Extracted records:

Segment Open

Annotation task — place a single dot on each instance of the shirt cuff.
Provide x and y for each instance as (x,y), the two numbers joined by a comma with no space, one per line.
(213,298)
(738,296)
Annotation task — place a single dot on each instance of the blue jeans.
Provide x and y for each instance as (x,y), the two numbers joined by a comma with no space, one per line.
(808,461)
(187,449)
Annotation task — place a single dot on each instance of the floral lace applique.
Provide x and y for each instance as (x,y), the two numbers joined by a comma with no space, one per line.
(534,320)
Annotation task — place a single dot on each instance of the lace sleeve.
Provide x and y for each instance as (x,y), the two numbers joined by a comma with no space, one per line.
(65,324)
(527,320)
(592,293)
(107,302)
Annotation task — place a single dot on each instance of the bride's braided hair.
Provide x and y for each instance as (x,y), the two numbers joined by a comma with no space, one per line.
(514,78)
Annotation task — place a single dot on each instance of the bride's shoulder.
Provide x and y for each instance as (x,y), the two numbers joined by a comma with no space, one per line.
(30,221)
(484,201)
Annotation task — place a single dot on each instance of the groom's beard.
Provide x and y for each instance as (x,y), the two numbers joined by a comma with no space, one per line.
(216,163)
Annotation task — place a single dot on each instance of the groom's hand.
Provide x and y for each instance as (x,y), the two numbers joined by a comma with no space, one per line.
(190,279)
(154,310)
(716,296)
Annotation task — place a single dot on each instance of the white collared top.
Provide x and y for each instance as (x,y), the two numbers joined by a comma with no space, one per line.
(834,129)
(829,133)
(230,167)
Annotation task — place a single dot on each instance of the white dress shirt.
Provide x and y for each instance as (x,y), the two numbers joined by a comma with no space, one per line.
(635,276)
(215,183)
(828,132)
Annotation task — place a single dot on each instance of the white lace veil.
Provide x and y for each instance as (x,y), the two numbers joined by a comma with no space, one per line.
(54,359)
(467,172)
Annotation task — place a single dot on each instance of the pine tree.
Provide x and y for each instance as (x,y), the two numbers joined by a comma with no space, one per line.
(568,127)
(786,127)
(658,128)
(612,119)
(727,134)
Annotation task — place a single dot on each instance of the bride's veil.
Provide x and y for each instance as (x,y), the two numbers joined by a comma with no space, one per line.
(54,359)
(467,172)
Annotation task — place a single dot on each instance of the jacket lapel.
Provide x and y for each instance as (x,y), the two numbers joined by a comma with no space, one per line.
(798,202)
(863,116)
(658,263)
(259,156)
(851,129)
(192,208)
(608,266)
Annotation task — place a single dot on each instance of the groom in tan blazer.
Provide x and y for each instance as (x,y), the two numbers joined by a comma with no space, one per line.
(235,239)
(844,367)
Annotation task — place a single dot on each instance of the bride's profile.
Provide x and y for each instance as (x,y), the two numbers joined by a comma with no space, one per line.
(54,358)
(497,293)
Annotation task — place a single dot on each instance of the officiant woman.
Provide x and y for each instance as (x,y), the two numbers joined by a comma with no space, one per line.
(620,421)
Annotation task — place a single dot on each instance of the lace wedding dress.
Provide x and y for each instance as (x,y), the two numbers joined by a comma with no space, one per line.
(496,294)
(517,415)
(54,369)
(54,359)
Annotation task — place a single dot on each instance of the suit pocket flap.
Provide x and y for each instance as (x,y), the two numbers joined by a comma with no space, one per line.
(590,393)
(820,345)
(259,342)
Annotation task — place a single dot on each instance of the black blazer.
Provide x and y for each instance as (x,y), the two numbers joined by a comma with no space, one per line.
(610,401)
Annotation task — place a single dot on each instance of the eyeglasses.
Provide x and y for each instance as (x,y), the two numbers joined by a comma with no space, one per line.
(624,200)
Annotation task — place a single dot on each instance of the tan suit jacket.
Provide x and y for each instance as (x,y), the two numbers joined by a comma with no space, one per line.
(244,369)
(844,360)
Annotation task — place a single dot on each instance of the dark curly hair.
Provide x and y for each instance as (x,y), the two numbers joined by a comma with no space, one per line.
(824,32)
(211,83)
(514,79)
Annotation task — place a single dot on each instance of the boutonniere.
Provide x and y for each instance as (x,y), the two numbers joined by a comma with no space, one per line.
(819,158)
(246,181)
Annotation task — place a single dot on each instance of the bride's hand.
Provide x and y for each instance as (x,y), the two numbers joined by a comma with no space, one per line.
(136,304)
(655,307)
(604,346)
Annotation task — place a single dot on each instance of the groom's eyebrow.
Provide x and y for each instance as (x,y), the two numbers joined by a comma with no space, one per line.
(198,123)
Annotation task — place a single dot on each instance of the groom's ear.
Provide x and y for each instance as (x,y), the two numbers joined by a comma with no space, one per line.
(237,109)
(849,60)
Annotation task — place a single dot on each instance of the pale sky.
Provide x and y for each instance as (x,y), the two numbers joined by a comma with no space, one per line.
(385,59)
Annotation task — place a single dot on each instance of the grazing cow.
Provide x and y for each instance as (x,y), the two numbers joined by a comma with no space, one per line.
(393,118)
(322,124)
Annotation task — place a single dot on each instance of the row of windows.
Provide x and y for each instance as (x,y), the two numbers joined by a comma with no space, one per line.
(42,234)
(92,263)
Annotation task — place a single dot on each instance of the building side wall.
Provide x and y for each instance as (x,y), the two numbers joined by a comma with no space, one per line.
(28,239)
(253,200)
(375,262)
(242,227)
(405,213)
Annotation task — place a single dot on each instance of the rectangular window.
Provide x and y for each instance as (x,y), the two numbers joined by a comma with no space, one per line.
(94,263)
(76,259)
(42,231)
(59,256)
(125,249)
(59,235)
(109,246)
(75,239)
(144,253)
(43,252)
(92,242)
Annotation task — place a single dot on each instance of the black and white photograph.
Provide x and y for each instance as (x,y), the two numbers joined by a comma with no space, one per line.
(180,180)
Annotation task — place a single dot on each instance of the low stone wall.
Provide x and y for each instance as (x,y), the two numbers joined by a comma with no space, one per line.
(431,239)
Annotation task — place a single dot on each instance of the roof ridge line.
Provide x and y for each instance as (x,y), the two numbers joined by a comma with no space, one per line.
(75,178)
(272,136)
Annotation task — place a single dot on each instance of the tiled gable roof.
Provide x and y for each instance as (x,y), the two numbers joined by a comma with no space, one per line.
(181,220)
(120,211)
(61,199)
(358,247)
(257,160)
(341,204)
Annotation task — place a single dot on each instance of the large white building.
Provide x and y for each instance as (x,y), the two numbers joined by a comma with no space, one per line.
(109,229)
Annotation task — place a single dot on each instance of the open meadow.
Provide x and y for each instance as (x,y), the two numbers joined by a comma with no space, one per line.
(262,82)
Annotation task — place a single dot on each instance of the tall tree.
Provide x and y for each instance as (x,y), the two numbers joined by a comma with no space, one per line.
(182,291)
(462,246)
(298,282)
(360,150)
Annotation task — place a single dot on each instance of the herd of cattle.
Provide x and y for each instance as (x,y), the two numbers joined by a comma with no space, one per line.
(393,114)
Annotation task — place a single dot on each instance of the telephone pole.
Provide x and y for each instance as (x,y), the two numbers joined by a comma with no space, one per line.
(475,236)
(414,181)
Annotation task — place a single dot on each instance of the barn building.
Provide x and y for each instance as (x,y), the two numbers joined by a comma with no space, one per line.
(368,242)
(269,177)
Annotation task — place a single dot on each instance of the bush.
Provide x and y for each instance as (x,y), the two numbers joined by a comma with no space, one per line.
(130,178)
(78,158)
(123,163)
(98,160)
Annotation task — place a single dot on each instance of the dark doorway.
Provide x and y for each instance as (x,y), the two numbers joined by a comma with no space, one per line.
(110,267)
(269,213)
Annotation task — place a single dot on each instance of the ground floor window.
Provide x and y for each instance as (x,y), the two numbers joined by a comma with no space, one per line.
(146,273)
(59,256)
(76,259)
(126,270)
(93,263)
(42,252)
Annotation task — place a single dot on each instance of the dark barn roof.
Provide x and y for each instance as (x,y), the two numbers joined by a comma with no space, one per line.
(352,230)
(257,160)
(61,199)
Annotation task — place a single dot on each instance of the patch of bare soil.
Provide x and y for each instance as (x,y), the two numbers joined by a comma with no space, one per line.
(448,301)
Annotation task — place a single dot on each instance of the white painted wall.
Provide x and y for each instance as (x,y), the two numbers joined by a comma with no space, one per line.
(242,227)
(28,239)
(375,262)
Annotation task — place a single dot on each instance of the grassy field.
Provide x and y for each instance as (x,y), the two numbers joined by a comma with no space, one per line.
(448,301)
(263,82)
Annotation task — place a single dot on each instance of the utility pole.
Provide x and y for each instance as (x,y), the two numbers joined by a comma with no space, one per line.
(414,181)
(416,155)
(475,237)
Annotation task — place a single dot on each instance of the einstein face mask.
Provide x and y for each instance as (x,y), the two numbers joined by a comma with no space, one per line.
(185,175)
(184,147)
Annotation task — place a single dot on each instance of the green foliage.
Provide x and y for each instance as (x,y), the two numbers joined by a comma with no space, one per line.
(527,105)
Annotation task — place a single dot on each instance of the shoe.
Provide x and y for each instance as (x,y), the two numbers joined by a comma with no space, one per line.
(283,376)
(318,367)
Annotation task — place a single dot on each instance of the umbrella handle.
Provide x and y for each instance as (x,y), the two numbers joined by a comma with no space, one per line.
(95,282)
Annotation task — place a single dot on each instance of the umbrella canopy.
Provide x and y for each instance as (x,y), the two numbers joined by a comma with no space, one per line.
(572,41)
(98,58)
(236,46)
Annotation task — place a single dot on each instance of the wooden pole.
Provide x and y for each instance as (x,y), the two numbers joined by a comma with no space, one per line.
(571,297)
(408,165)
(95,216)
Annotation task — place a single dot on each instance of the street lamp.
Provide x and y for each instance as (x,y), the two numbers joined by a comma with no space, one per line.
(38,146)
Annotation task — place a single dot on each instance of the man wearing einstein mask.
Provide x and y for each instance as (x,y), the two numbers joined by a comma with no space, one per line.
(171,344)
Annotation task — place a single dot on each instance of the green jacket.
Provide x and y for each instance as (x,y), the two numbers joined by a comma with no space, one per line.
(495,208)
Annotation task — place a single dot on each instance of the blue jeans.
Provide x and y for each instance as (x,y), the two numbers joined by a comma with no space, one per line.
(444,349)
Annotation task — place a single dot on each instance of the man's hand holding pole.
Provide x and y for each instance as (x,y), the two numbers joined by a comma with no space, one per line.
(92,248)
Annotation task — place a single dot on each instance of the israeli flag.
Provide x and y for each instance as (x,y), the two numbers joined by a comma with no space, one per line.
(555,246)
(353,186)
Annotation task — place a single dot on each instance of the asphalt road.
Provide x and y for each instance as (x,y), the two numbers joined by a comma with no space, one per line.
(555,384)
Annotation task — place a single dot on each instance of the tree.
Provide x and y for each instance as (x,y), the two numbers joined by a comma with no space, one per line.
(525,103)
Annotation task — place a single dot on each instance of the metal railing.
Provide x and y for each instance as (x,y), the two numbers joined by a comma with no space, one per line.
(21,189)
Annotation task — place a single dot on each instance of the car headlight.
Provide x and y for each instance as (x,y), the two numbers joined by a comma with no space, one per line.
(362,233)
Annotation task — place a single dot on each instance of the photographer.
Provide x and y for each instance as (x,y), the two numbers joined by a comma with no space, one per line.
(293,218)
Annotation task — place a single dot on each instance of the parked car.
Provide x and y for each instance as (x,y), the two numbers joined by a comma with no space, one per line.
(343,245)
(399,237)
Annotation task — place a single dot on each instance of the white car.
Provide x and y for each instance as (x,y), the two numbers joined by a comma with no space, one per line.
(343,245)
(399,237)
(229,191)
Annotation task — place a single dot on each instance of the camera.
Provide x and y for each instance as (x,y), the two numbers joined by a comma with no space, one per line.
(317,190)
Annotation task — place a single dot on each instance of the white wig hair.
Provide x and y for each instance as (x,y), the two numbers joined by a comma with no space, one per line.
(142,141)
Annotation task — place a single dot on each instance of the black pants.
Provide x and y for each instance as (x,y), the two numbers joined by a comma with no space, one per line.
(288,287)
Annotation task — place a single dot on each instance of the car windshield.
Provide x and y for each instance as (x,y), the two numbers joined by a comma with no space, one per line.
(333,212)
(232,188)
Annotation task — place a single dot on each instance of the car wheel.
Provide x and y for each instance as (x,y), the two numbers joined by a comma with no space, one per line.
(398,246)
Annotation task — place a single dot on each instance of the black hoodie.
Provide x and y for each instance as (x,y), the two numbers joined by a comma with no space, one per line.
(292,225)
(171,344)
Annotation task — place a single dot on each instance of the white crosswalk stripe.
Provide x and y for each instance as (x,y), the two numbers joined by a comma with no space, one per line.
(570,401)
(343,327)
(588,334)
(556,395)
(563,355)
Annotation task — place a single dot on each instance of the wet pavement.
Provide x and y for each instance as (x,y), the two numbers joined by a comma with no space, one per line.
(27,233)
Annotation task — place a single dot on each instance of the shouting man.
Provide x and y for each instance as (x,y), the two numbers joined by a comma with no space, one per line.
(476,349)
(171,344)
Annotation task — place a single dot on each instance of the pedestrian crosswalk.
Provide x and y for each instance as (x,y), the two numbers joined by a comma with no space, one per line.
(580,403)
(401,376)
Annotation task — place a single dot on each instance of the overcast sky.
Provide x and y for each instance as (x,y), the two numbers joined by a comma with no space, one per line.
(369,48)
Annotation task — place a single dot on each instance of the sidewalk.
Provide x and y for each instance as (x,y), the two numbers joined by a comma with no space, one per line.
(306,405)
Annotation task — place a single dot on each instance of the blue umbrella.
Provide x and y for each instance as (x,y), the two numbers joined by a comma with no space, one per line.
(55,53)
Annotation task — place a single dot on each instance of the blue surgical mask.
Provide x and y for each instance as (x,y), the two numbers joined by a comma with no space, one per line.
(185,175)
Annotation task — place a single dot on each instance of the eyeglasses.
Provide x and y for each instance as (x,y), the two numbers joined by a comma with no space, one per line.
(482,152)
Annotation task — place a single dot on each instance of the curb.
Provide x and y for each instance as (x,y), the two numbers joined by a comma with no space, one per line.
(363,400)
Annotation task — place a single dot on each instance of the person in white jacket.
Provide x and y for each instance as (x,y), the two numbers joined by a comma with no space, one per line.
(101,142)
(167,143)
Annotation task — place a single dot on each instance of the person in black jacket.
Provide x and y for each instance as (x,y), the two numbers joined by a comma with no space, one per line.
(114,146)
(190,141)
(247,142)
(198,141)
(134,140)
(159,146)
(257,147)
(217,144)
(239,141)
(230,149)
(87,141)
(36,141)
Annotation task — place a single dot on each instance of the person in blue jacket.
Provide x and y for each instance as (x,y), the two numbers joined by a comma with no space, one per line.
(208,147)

Segment Closed

*EXERCISE DIRECTIONS:*
From the data above, copy each line with the string "roof" in it.

*FINISHED TASK:*
Annotation task — place a single dot on each instance of the roof ridge line.
Annotation task — place a single dot on each instance of the tiled gable roof.
Annotation task — place a single dot on each instance of the dark barn roof.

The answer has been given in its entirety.